I need the lines below from the one with "Target: wing of building" down to the one with "Target: tree" reproduced exactly, both ends included, and nothing else.

[Natural-language object grounding data]
== Segment start ==

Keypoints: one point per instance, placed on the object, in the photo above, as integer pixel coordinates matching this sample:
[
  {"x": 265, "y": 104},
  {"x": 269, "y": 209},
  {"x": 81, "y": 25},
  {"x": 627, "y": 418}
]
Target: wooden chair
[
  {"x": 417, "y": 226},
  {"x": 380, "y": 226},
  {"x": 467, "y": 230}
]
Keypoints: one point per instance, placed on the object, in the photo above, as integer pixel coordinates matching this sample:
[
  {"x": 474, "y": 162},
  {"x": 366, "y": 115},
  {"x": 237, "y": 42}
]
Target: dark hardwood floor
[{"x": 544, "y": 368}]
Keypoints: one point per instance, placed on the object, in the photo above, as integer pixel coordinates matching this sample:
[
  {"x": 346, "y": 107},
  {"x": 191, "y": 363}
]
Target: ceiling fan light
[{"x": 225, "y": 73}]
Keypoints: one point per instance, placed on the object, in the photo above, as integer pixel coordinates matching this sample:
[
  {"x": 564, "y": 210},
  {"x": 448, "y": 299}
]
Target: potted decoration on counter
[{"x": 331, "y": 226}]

== Segment end ==
== Segment start ==

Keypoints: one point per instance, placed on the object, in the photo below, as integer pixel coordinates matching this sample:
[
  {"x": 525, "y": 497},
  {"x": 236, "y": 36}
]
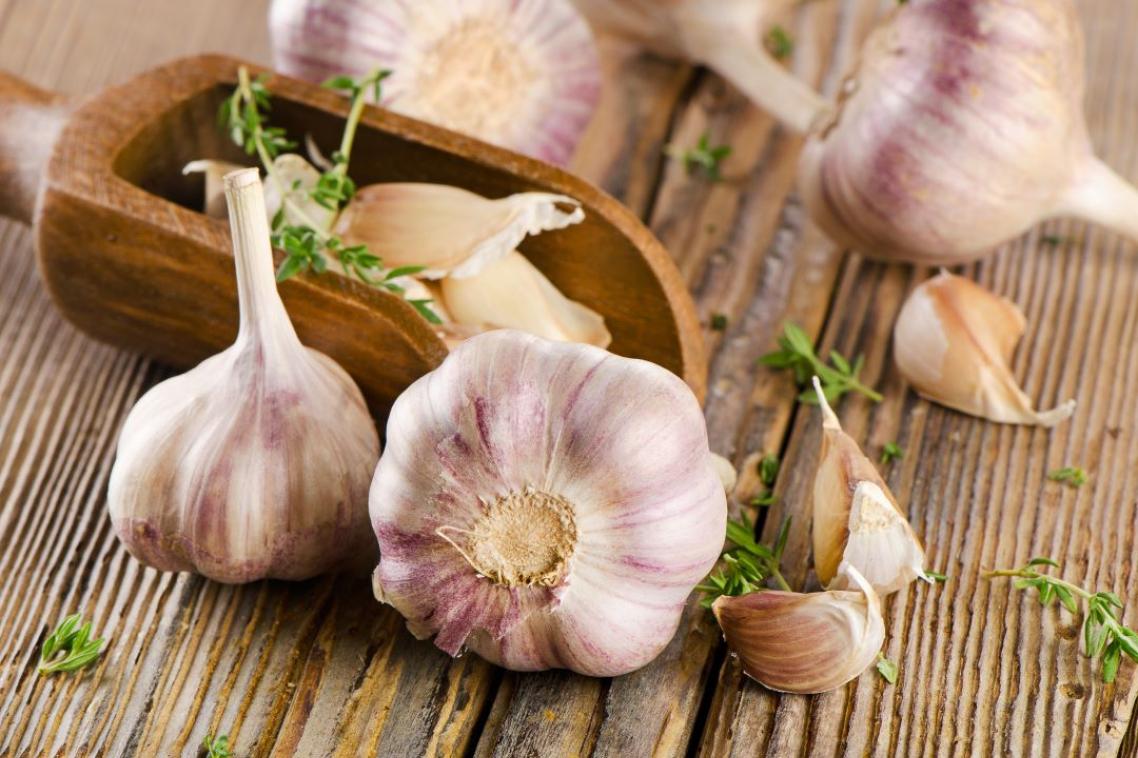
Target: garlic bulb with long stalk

== Segment end ==
== Segment start ==

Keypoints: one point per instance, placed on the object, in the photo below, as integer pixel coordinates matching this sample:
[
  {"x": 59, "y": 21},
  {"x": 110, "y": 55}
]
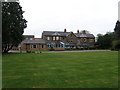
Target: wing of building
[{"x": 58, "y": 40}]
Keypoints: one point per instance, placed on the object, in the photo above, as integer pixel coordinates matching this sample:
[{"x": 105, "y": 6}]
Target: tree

== Segment end ==

■ Task output:
Target: wing of building
[{"x": 58, "y": 40}]
Keypoints: one point per instance, placed on the object, in the photo above, as integer pixel coordinates matching this sample:
[{"x": 105, "y": 6}]
Target: tree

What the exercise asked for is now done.